===== TEXT BLOCK

As you can see, logistic regression is just minimizing the loss function we’ve been looking at.


3. Logistic regression


3.1 Logistic regression and regularization

#### Regularized logistic regression

In Chapter 1, you used logistic regression on the handwritten digits data set. Here, we’ll explore the effect of L2 regularization.

The handwritten digits dataset is already loaded, split, and stored in the variables X_train , y_train , X_valid , and y_valid .


X_train[:2]
array([[ 0.,  0.,  7., 15., 15.,  5.,  0.,  0.,  0.,  6., 16., 12., 16.,
        12.,  0.,  0.,  0.,  1.,  7.,  0., 16., 10.,  0.,  0.,  0.,  0.,
         0., 10., 15.,  0.,  0.,  0.,  0.,  0.,  1., 16.,  7.,  0.,  0.,
         0.,  0.,  0., 10., 13.,  1.,  5.,  1.,  0.,  0.,  0., 12., 12.,
        13., 15.,  3.,  0.,  0.,  0., 10., 16., 13.,  3.,  0.,  0.],
       [ 0.,  0.,  0., 10., 11.,  0.,  0.,  0.,  0.,  0.,  3., 16., 10.,
         0.,  0.,  0.,  0.,  0.,  8., 16.,  0.,  0.,  0.,  0.,  0.,  0.,
        12., 14.,  0.,  0.,  0.,  0.,  0.,  0., 14., 16., 15.,  6.,  0.,
         0.,  0.,  0., 12., 16., 12., 15.,  6.,  0.,  0.,  0.,  7., 16.,
        10., 13., 14.,  0.,  0.,  0.,  0.,  9., 13., 11.,  6.,  0.]])

y_train[:2]
array([2, 6])


# Train and validaton errors initialized as empty list
train_errs = list()
valid_errs = list()

# Loop over values of C_value
for C_value in [0.001, 0.01, 0.1, 1, 10, 100, 1000]:
    # Create LogisticRegression object and fit
    lr = LogisticRegression(C=C_value)

==========
===== ROWS

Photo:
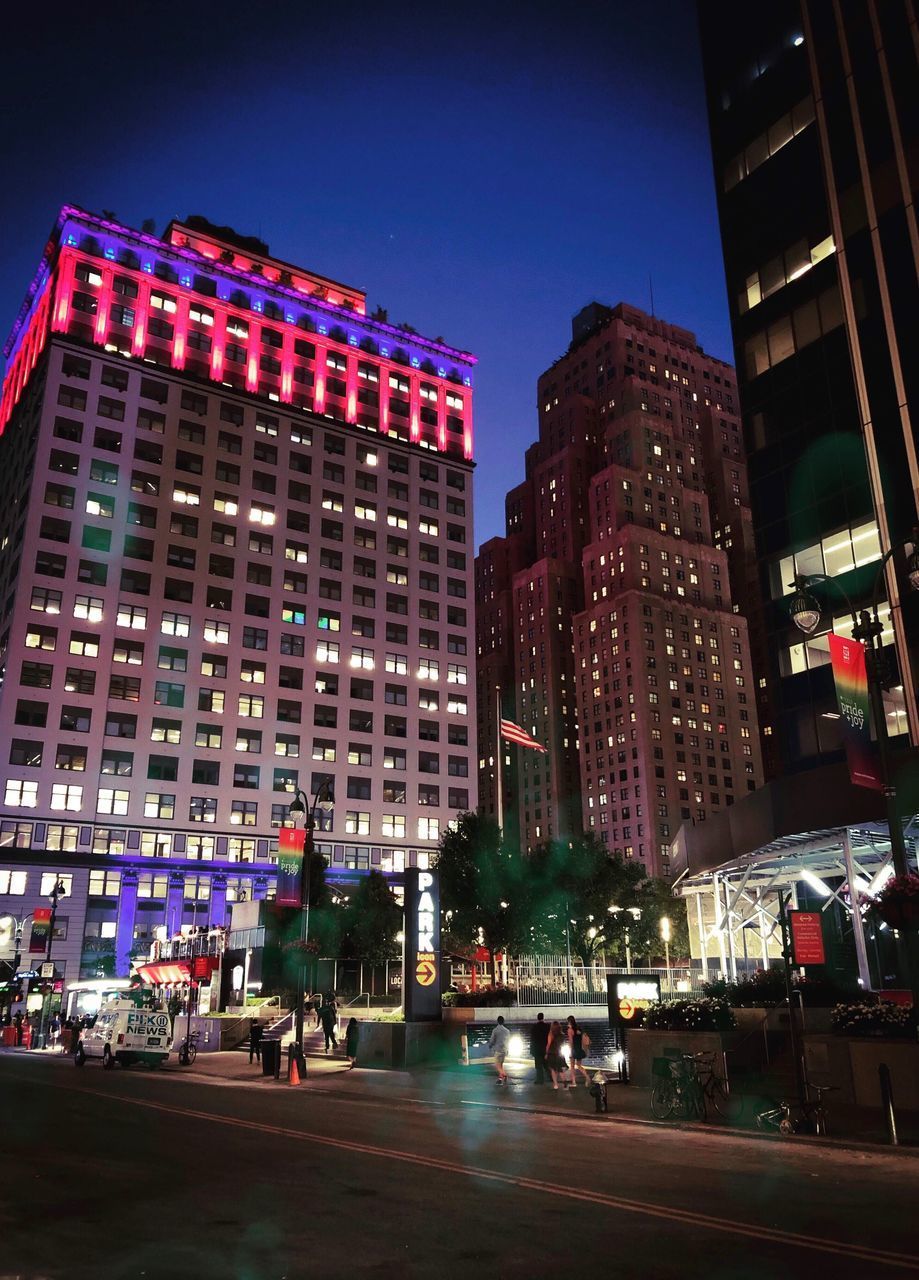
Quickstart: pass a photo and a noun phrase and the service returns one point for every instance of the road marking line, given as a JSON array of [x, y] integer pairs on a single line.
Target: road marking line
[[686, 1217]]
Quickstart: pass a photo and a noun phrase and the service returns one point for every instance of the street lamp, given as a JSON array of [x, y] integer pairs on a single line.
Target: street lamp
[[56, 892], [666, 936], [867, 629], [301, 808]]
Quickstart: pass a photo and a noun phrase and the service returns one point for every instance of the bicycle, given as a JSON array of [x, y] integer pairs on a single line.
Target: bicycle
[[188, 1050], [677, 1086], [810, 1112], [716, 1088]]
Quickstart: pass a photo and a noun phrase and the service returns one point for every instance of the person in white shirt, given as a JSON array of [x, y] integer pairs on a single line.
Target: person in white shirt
[[498, 1042]]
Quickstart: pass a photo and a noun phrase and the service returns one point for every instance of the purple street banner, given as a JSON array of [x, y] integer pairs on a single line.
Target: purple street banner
[[291, 844], [41, 929], [851, 695]]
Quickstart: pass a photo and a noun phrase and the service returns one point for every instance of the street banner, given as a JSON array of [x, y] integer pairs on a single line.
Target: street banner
[[807, 937], [851, 694], [291, 845], [629, 995], [41, 931], [421, 961]]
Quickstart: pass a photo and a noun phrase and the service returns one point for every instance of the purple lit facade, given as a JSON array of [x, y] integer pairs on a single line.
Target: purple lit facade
[[234, 558]]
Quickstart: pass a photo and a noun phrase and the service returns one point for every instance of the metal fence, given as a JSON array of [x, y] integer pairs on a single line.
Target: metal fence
[[551, 979]]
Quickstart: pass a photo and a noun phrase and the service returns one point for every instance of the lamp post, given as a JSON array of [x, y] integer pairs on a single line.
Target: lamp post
[[301, 808], [867, 629], [666, 936], [56, 892]]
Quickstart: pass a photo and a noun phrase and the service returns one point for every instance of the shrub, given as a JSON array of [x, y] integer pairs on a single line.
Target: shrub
[[766, 988], [874, 1018], [690, 1015], [483, 997]]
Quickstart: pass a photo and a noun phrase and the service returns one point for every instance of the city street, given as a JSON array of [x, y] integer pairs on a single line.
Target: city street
[[141, 1174]]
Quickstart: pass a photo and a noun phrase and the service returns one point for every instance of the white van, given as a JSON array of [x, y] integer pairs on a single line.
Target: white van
[[126, 1032]]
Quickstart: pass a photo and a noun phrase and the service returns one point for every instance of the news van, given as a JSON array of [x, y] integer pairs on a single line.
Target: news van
[[127, 1031]]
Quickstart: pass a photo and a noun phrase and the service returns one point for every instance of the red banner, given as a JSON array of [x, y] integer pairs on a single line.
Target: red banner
[[851, 695], [41, 931], [807, 937], [291, 844]]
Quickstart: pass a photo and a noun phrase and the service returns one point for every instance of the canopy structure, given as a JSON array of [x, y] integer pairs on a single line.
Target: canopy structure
[[841, 864]]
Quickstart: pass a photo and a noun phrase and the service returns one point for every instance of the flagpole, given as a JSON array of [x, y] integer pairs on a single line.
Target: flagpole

==========

- **TASK INSTRUCTIONS**
In the logistic regression text above the records, copy out the stretch from "# Loop over" through "lr = LogisticRegression(C=C_value)" word for word.

- **RESPONSE**
# Loop over values of C_value
for C_value in [0.001, 0.01, 0.1, 1, 10, 100, 1000]:
    # Create LogisticRegression object and fit
    lr = LogisticRegression(C=C_value)